* _ABOUT THIS EXERCISE_:
Go over the data and copy out each line with "query" in it.

═════ EXTRACTED MATERIAL ═════

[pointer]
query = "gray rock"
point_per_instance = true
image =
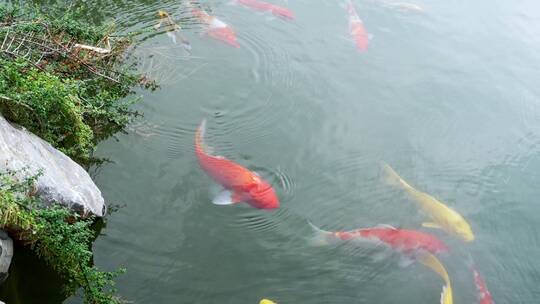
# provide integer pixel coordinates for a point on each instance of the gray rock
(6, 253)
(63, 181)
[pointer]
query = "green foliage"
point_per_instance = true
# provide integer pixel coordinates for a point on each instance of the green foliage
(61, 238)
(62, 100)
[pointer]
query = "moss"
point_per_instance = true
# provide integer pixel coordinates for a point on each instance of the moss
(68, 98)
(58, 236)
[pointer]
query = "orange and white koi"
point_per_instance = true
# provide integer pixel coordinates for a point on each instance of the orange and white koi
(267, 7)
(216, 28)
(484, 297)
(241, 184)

═════

* _RESULT BELOW_:
query = "gray rock"
query = "green foliage"
query = "moss"
query = "orange and white koi"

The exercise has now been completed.